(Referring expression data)
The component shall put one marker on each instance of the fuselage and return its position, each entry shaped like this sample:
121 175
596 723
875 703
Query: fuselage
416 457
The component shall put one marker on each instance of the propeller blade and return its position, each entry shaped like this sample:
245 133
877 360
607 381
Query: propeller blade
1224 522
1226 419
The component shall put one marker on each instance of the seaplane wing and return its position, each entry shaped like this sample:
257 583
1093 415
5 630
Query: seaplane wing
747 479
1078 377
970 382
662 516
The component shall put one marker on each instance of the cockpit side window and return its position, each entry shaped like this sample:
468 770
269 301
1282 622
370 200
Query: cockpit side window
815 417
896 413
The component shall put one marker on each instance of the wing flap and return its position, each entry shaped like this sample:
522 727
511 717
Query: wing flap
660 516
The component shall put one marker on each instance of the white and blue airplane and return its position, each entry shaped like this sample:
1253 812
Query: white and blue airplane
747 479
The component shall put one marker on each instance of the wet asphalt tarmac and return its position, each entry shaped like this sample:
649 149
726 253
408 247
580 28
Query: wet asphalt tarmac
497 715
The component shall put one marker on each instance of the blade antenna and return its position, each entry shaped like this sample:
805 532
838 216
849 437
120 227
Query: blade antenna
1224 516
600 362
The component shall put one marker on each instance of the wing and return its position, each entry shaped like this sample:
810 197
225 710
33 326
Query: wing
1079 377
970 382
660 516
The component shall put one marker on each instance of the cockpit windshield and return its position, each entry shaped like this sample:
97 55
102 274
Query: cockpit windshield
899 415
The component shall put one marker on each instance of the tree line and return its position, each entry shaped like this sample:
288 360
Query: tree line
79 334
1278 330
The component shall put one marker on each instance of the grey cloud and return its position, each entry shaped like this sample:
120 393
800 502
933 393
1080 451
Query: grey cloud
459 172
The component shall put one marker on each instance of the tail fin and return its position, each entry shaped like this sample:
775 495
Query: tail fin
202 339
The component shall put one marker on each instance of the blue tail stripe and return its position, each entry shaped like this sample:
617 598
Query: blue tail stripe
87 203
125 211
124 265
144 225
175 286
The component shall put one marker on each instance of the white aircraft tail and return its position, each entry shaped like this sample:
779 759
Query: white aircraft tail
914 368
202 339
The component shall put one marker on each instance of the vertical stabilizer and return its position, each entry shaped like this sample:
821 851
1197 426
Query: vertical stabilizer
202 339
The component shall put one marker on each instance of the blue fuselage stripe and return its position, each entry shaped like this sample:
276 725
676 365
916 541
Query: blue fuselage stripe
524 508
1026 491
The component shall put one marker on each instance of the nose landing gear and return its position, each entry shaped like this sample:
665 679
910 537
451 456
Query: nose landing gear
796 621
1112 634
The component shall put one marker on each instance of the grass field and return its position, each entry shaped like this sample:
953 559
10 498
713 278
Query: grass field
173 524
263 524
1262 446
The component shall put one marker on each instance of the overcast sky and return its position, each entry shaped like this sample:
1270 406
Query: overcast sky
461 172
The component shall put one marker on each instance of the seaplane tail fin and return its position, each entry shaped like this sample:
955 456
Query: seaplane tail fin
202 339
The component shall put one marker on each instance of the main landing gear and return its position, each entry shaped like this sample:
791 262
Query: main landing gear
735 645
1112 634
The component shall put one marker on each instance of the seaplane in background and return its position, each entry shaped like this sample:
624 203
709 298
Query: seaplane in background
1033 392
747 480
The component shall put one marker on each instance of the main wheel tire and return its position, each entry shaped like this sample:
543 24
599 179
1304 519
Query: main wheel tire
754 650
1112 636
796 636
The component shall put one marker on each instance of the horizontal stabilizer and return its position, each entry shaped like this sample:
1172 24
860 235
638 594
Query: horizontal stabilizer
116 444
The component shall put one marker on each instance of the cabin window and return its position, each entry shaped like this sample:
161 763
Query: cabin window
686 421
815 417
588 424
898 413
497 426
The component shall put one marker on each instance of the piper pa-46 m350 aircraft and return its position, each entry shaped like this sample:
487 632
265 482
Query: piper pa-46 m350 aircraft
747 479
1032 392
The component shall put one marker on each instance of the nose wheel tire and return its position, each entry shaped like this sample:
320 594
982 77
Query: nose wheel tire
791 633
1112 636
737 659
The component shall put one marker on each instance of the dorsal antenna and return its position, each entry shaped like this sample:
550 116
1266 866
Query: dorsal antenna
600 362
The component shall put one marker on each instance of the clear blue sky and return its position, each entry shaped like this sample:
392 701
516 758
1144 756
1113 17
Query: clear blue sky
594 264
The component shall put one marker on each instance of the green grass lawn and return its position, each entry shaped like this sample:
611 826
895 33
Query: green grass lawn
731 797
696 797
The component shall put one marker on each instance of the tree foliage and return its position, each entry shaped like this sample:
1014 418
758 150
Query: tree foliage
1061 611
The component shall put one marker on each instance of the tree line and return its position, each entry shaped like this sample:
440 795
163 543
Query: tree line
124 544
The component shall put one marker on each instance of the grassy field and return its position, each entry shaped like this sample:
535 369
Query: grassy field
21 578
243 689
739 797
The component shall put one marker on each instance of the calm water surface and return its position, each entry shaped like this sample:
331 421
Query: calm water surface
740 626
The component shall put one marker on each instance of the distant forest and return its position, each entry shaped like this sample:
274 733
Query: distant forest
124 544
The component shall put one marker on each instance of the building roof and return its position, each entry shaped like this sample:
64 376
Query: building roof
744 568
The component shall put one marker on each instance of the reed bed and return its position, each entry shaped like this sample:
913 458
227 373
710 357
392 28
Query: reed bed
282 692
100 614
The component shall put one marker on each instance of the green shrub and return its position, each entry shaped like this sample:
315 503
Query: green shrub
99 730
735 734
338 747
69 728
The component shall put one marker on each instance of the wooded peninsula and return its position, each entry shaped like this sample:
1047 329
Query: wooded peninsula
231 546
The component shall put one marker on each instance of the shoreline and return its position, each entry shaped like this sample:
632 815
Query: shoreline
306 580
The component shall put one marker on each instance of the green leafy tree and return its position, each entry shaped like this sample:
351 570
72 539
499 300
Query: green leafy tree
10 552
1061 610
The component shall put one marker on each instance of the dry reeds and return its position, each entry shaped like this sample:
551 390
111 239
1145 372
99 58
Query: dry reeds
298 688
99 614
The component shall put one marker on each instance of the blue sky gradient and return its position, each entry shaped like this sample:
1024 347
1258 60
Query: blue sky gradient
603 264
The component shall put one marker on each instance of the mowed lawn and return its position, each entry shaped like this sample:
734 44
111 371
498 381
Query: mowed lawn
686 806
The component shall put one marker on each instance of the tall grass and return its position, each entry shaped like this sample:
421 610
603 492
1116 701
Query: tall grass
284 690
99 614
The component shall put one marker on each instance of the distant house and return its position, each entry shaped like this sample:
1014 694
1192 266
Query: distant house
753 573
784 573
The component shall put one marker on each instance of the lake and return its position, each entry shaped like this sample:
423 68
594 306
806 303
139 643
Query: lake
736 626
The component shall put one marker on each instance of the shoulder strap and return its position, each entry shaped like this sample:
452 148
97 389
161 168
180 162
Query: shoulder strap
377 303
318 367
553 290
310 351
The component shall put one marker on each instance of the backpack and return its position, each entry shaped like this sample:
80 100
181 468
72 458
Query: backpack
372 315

■ **Problem description**: Repeat the whole of the data above exactly, keeping every word.

■ **Output of the task**:
The component shall put one marker on each instance of the fuselage and return its position, each entry shaped like this sample:
121 175
596 723
875 703
Query: fuselage
416 457
The component shall put one marker on each instance of the propeller blade and return its position, each entry shaped like this sample:
245 133
877 360
607 381
Query: propeller blade
1224 522
1226 419
The component shall put one marker on each instance of the seaplane wing and return its position, each entry shaped like this sample:
257 583
1093 415
5 630
Query: seaplane wing
747 479
1078 377
970 382
662 516
The component shall put one marker on each instance of the cockpit side window and return its position, each entry shaped like this sample:
468 770
269 301
1282 622
370 200
Query: cockpit side window
815 417
896 413
The component shall put one marker on each instance of the wing flap and return its position, each entry shaped like this sample:
522 727
511 717
Query: wing flap
660 516
The component shall put one marker on each instance of the white and blue airplane and return its position, each entry shaped like this sample:
1253 812
Query: white and blue airplane
747 479
The component shall put one marker on each instance of the wet asphalt tarmac and return its position, each entry shaped like this sample:
649 149
726 253
408 247
580 28
Query: wet asphalt tarmac
497 715
The component shall put one marker on each instance of the blade antenna and return its position, each entry shaped like this sample:
805 532
838 216
849 437
120 227
Query: blade antenna
1224 516
600 362
The component shall put one marker on each instance of the wing and return its position, each entry shaped like this sample:
810 197
225 710
33 326
Query: wing
1079 377
970 382
660 516
The component shall put one marker on each instance of the cockpit windshield and return its position, each entry shaped like this sample:
97 55
102 274
Query: cockpit windshield
899 415
The component shall put one marker on each instance of the tree line and return its position, each entry shaped like this sample:
288 360
Query: tree line
79 334
1278 330
The component shall put one marker on each instance of the grey cloud and return its position, each entry shaped like this sample:
120 393
800 502
933 393
1080 451
Query: grey cloud
459 172
The component shall put one marker on each instance of the tail fin and return its position, each entry shaped like this sample:
775 495
Query: tail fin
202 339
The component shall put one marker on each instance of the blue tail stripe and return its position, each entry shaped like this sample:
617 598
Query: blue tail stripe
87 203
125 211
124 265
144 225
175 286
The component shall put one marker on each instance of the white aircraft tail and return its position, each entry shaped like this sample:
779 759
Query: white aircraft tail
914 368
202 339
The component shall put one marker on each instance of the vertical stabilizer and return its position, each entry shaped like this sample:
821 851
1197 426
Query: vertical stabilizer
202 339
The component shall put one marker on each instance of the blue fuselage stripe and return its position, each entry shaped like this sample:
276 725
676 365
916 541
Query: blue fuselage stripe
524 508
1026 491
The component shall put one marker on each instance of the nose landing gear and return its position, each entry shaped like this sample:
665 679
910 537
451 456
Query: nose landing gear
796 621
1112 634
The component shall put one marker on each instance of the grass field and return its position, each entry shaped like this sample:
953 559
10 498
713 278
Query: grass field
173 524
263 524
1262 446
The component shall put one marker on each instance of the overcast sky and return its position, each entry shaped like this sample:
1270 406
Query: overcast sky
461 172
The component shall put one marker on each instance of the seaplane tail fin and return its position, each entry shaped like this sample:
955 456
Query: seaplane tail fin
202 339
The component shall put one marker on each instance of the main landing gear and return its position, each entry shaped like this sample:
791 262
Query: main landing gear
735 645
1112 634
The component shall put one marker on each instance of the seaplane in background and return its position, each entry shaped like this sample:
624 203
709 298
Query: seaplane in background
1033 392
747 480
The component shall put one marker on each instance of the main wheel tire and return its position, each entry shaped like this sample:
543 24
599 179
1304 519
Query: main wheel tire
754 650
1112 636
796 636
The component shall put one marker on each instance of the horizontal stabilizer and return its position, each entry shaped like this sample:
1172 24
860 235
638 594
Query: horizontal stabilizer
116 444
The component shall put one marker on each instance of the cabin window and return its position, each entry shaped like this sample:
161 763
Query: cabin window
686 421
815 417
588 424
898 413
497 426
The component shall put one marker on each instance of the piper pa-46 m350 aircraft and return its position, each entry shaped like this sample:
487 632
265 482
Query: piper pa-46 m350 aircraft
747 479
1032 392
The component shall put one marker on each instance of the nose wheel tire and return its position, each entry shaped like this sample:
320 594
982 77
Query: nose wheel tire
791 633
1112 636
737 659
The component shall put one marker on each instance of the dorsal antenna and return its position, each entry shaped like this sample:
550 116
1266 866
Query: dorsal antenna
600 362
The component shall put one marker on each instance of the clear blue sky and return its position, each entry shaped like this sample:
392 701
516 758
1144 756
1113 17
Query: clear blue sky
594 264
The component shall put one marker on each instance of the green grass lawn and return its position, each entry shaped like this sample:
611 826
895 33
Query: green grass lawn
731 797
696 797
The component shall put one marker on each instance of the tree foliage and return its position, each entry shaped like this sample:
1014 418
758 150
Query: tree foliage
1061 611
The component shall put one marker on each instance of the tree line and return its position, each entry shaped like this sample:
440 795
163 543
Query: tree line
124 544
The component shall put one marker on each instance of the grassy field and return its position, each entry shaped like this sample:
535 369
Query: grassy field
21 578
243 689
739 797
The component shall put one marker on each instance of the calm water surface and return its position, each entry shaped like this sample:
331 421
Query: calm water surface
740 626
The component shall put one marker on each instance of the distant forest and return its position, each entry shaped like this sample:
274 733
Query: distant forest
124 544
The component shall put one marker on each instance of the building roof and return its position, each entry shaped like this sample:
64 376
Query: building roof
744 568
The component shall put one marker on each instance of the reed bed and return its position, each entry shaped like this sample:
913 458
227 373
710 357
392 28
Query: reed bed
282 692
100 614
The component shall put one marker on each instance of the green shrub and return its position, each entry shaped like this sample:
315 503
Query: green shrub
99 730
735 734
338 747
69 728
The component shall put one marker on each instance of the wooded peninsula and return its position, each entry shaped like this sample:
1047 329
Query: wooded peninsula
231 546
The component shall put one marker on each instance of the shoreline and return its position, each entry shaped like this sample:
632 815
Query: shoreline
306 580
The component shall put one marker on each instance of the green leafy tree and return its position, each entry shaped like this sample:
351 570
72 539
499 300
Query: green leafy tree
10 552
1061 610
The component shall put one marker on each instance of the dry reeds and return its position, each entry shaped like this sample:
551 390
111 239
1145 372
99 58
Query: dry reeds
298 688
99 614
The component shall put one marker on each instance of the blue sky gradient and return its position, each entry shaped like this sample:
1024 347
1258 60
Query: blue sky gradient
603 264
The component shall put one marker on each instance of the mowed lawn and return its position, each entry shaped like this sample:
734 44
111 371
498 381
Query: mowed lawn
686 806
The component shall put one marker on each instance of the tall grass and return its position, each entry shaped like this sample:
421 610
603 492
1116 701
Query: tall grass
284 690
99 614
The component shall put one marker on each instance of the distant house and return its position, each entry shaped like this sample:
1014 694
1192 266
Query: distant house
753 573
784 573
The component shall put one marker on each instance of the lake and return its position, each entry shaped like this sample:
423 68
594 306
806 303
139 643
Query: lake
736 626
The component shall put one marker on each instance of the shoulder strap and return its position, each entry shaped like this sample:
452 148
97 389
161 168
180 162
Query: shoulder strap
377 303
318 367
553 290
310 351
The component shall put one marker on each instance of the backpack and return its position, each entry shaped like this sample:
80 100
181 468
72 458
Query: backpack
372 315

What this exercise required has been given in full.